* [Directive]: Translate this sentence from the forum thread about the Schwinn auction into Spanish: "It has been said, that the KJ Henderson was the best prewar motorcycle ever built."

* [Given text]:
# The $52,300.00 Dollar Schwinn!



## cyclingday (May 25, 2012)

The auction for the 1929 Schwinn built Streamline Henderson model KJ just ended at $52,300.00!

 Wow!

 It had 32 bids.

 I would expect that kind of interest at the Mid America Auction in Las Vegas, but I am pretty surprised that it sold for that much from an e-bay listing.


----------



## snickle (May 25, 2012)

Yeah, let's just hope the guy actually pays. You'd be surprised at how many idiots win stuff then fall off the face of the earth.


----------



## cyclingday (May 25, 2012)

I did notice that the feedback ratings were pretty low for most of the bidders.
 But, I have also noticed that the serious antique motorcycle guys don't buy a lot on e-bay, but when they do, it is usually for big bucks.


----------



## vintage2wheel (May 25, 2012)

*bid*

marty do you have the link for the auction i did not see it i would like to see what a 53k bike looks like  LOL


----------



## snickle (May 25, 2012)

HERE it is..


----------



## cyclingday (May 25, 2012)

jaylenosgarage.com  has some videos of the bikes he owns.

 Do a search in the video section under Henderson KJ and watch Jay fire them up and go for a ride. 

 His bikes are really nice examples of what these magnificent machines were all about. Although at one point, Jay states that Schwinn was owned by Col. Albert Pope.

Sorry, Jay! Pope never owned a piece of Schwinn.

But, just to be fair, I'm sure that when you own as many phenominal machines as Jay owns, it would be easy to get a little confused from time to time.


----------



## vintage2wheel (May 25, 2012)

*wow*

that thing is bad ass


----------



## MagicRat (May 25, 2012)

52 Large...

I'd rather have the cash.

The more money than brains club playing the game.


----------



## chitown (May 25, 2012)

What's up with the Schwinn Quality sticker on there??? Does that belong there or is it just a little tribute sticker done by the _restorationist_ to show the Schwinn ownership of Henderson/Excelsior Motor MFG connection?

Nice ride for somebody this summer!


----------



## scrubbinrims (May 25, 2012)

I don't know what I am looking at, but it's cool.
Just don't know about the 52K part...that's a lot of hookers.
Chris


----------



## Greg M. (May 25, 2012)

MagicRat said:


> 52 Large...
> 
> I'd rather have the cash.
> 
> The more money than brains club playing the game.




This is chump change for the folks bidding on this.
It's the old " if you have to ask how much it is, you can't afford it".
I saw a lot of these types of motorbikes at the Hartung auction, speaking of Jay Leno.

Greg M.


----------



## abe lugo (May 25, 2012)

*a bit high but about right*

Inline fours are always demanding high prices, you should see the prices on parts.


----------



## cyclingday (May 25, 2012)

The Schwinn quality decal absolutely belongs on the damper housing.  
 This bike was the last machine built under Ignaz tutelage. It was designed by Arthur Constantine who had come over to the Schwinn factory from Harley Davidson.
 It has been said, that the KJ Henderson was the best prewar motorcycle ever built.


----------



## Larmo63 (May 25, 2012)

I never saw the link for this machine....?


----------



## MagicRat (May 25, 2012)

Let me retract what I posted before.

Now that I see it.

An Inline 4...Oh Hell Yeah!


----------



## slick (May 25, 2012)

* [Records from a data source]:
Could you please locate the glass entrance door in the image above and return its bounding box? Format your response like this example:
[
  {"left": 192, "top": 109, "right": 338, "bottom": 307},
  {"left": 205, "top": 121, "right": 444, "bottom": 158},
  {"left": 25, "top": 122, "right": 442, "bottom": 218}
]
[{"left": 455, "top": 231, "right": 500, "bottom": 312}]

* [Response to this exercise]: Se ha dicho que la KJ Henderson fue la mejor motocicleta de preguerra jamás construida.